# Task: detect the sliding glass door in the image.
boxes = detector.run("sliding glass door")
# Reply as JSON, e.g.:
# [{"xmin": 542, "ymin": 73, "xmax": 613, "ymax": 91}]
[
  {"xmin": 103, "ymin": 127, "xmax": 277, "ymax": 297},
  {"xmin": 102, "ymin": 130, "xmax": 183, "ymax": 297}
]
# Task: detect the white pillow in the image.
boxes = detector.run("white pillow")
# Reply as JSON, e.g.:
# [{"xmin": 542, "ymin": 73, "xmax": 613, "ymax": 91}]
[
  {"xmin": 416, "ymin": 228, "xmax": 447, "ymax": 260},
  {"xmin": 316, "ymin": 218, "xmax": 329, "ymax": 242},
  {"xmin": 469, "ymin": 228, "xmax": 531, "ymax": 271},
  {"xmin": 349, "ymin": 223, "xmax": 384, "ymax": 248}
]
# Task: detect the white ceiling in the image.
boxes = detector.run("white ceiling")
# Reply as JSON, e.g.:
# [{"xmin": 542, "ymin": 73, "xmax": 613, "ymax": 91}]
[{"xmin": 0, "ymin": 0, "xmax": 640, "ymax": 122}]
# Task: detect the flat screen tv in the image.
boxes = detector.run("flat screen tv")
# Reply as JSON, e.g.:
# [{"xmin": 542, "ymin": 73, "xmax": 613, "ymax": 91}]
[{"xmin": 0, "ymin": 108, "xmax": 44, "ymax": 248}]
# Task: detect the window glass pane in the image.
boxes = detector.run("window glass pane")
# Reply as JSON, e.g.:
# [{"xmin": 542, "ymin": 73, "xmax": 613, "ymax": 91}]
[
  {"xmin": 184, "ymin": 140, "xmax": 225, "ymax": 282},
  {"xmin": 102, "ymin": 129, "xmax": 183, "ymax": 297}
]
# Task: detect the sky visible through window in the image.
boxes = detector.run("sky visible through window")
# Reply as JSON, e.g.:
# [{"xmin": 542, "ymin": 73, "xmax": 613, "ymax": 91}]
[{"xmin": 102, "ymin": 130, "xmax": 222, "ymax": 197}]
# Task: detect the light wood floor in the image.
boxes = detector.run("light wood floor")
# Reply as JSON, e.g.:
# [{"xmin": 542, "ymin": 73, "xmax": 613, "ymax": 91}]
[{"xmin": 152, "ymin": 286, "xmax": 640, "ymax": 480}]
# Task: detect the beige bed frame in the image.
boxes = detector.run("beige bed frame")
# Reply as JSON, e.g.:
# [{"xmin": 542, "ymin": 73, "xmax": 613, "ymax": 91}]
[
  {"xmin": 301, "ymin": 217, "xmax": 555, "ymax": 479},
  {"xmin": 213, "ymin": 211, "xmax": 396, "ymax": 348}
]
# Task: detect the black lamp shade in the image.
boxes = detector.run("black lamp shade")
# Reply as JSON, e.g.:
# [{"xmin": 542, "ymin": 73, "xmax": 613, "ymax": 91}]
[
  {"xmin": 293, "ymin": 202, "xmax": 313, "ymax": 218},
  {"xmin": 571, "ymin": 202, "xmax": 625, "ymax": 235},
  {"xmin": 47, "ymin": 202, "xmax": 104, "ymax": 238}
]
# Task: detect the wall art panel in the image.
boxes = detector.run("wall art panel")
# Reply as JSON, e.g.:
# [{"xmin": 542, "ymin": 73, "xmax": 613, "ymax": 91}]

-------

Ihr Ziel » Listen Sie jede Zeile der obigen Einträge auf, in der das Wort „image“ vorkommt.

Richtiges Ergebnis »
# Task: detect the sliding glass door in the image.
# Task: detect the white pillow in the image.
# Task: detect the white ceiling in the image.
# Task: detect the flat screen tv in the image.
# Task: detect the window glass pane in the image.
# Task: detect the sky visible through window in the image.
# Task: detect the light wood floor in the image.
# Task: detect the beige bed frame in the image.
# Task: detect the black lamp shade in the image.
# Task: detect the wall art panel in the image.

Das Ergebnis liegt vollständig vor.